BEGIN TEXT EXTRACT

Skip to contents

Monte Carlo standard errors and confidence intervals

In plain Monte Carlo estimation of an expectation value, we can usually construct approximate confidence intervals by estimating the standard deviation of the estimator and construct an interval based on a Normal distribution for the estimator. However, this breaks down in some cases. For example, when using a randomisation test to estimate a p-value, the Normal approximation only works if the p-value \(p\) or the number of samples \(N\) are large enough, so that we actually observe non-zero counts. Fortunately, if we observe zero counts, we can construct a confidence interval using an exact method instead of relying on the Normal approximation.

END TEXT EXTRACT
BEGIN AVAILABLE DATA

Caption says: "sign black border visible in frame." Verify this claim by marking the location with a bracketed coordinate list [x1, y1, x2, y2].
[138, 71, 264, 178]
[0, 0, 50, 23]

END AVAILABLE DATA

__EXERCISE AIM__.
Please write the next part of the text on Monte Carlo standard errors and confidence intervals, picking up right after its final sentence.

__THE REPLY__.
Monte Carlo randomisation test variability

Let \(p\) be the unknown p-value, and \(X\sim\mathsf{Bin}(N,p)\) be the random variable for how many times we observe a randomised test statistic as extreme as or more extreme than the observed test statistic. We observe \(X=x\) and estimate the p-value with \(\widehat{p}=x/N\). Then \[ \begin{aligned} \mathsf{E}(X) &= N p, \\ \mathsf{Var}(X) &= N p (1 - p), \\ \mathsf{E}(\widehat{p}) &= p, \\ \mathsf{Var}(\widehat{p}) &= \frac{p(1-p)}{N} . \end{aligned} \] We see that the variance decreases towards \(0\) when \(p\rightarrow 0\). We can control the expectation of the absolute error. Due to Jensen’s inequality (you may or may not have heard of that!) \(\mathsf{E}(|\widehat{p}-p|)\leq\sqrt{\mathsf{E}[|\widehat{p}-p|^2]}=\sqrt{\mathsf{Var}(\widehat{p})}\leq\frac{1}{2\sqrt{N}}\), where the last step uses that the variance is maximised for \(p=1/2\). Thus, to guarantee \(\mathsf{E}(|\widehat{p}-p|)\leq \epsilon\) for some \(\epsilon>0\), we can choose \(N \geq \frac{1}{4 \epsilon^2}\).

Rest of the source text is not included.